Chris Johnson, heading into the convenience store, turned on his heel and got back into the driver's seat of the SUV packed with medical equipment. Within a few minutes, he and paramedic Carlos Rivera were outside a soup kitchen checking the blood sugar of a man experiencing a seizure.

Johnson, 36, and Rivera, 23, were staffing the Clearwater Fire & Rescue Department's new "peak unit," designed to respond to medical emergencies during hours that experience a higher call load. The unit is in the third week of a two-month trial to find out if it can take pressure off a system that has seen an increase in EMS call volume of about 4 to 5 percent each year, said Chief Scott Ehlers.

"Everyone is trying to come up with a creative way to handle the increase in calls without increasing the cost to the taxpayers," Ehlers said.

The unit is on the road from 9 a.m. to 7 p.m. Tuesday through Friday mainly downtown, an area that often has more calls than the rest of the city. The department has seen a 10 to 15 percent increase in call volume during those hours, which Ehlers attributes to the influx of workers coming into the area.

Following the downtown pilot, the department will try out the unit for a month on the east side of Clearwater along the U.S. 19 corridor, where the peak hours are from noon and 10 p.m.

The unit — basically a Chevrolet Suburban decked out with lights, sirens, medical equipment and two paramedics — is staffed now by paramedics who volunteer for overtime, which is expected to cost about $30,000 for both trials. Depending on the results, Ehlers said he will pursue funding for the next fiscal year from Pinellas County, which contracts with 18 fire departments to provide emergency medical service.

The early results of the pilot are promising: The unit runs an average of 12 to 15 calls per shift, Ehlers said.

That frees up the engine, ladder truck and rescue truck at Fire Station 45, which handles downtown calls, to respond to fires or medical emergencies that need more manpower. If those are free, units from other stations or even other departments that are obligated to respond if the closest station is tied up can get to emergency situations in their own territories more quickly.

"It becomes a domino effect," Ehlers said.

**Exercise brief**
Change "Chevrolet Suburban" to "Ford Expedition" in the peak-unit article, and give everything from "Following the downtown" down to "emergency medical service." with that swap made. The listing after this is separate material with no tie to the peak-unit article.

**Data to examine**
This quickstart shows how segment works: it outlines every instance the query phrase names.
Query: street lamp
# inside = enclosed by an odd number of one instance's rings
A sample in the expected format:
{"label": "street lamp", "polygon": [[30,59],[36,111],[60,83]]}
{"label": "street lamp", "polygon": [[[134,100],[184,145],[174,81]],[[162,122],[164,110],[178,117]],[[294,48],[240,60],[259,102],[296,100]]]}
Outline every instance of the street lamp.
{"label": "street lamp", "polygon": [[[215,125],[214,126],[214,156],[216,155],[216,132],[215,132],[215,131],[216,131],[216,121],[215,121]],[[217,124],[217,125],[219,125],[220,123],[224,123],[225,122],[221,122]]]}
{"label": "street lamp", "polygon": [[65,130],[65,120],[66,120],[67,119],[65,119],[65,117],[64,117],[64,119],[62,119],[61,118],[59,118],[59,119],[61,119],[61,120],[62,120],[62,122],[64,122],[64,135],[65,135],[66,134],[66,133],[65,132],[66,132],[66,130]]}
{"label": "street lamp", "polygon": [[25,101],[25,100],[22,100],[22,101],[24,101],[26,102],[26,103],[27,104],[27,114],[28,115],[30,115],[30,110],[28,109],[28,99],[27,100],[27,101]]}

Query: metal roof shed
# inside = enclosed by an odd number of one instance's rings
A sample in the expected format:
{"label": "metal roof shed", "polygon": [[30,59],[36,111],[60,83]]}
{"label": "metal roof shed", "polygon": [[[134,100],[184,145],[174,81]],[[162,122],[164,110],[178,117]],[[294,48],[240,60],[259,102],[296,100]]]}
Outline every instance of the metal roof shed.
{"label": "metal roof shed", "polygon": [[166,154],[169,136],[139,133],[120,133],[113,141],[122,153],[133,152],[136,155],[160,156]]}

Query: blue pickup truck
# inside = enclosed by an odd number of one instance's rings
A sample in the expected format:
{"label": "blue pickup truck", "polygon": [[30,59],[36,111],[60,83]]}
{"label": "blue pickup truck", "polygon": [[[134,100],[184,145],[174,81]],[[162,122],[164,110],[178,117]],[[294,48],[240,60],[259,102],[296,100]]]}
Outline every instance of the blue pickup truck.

**Response box**
Following the downtown pilot, the department will try out the unit for a month on the east side of Clearwater along the U.S. 19 corridor, where the peak hours are from noon and 10 p.m.

The unit — basically a Ford Expedition decked out with lights, sirens, medical equipment and two paramedics — is staffed now by paramedics who volunteer for overtime, which is expected to cost about $30,000 for both trials. Depending on the results, Ehlers said he will pursue funding for the next fiscal year from Pinellas County, which contracts with 18 fire departments to provide emergency medical service.